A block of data
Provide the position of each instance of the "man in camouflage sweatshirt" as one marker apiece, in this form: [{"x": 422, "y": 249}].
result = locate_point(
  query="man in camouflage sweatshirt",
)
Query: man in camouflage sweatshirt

• _GIVEN EXERCISE_
Go back to the listing above and please repeat it exactly.

• _WORKED ANSWER_
Provide the position of each instance of the "man in camouflage sweatshirt" as one marker apiece, in this form: [{"x": 422, "y": 249}].
result = locate_point(
  query="man in camouflage sweatshirt",
)
Query: man in camouflage sweatshirt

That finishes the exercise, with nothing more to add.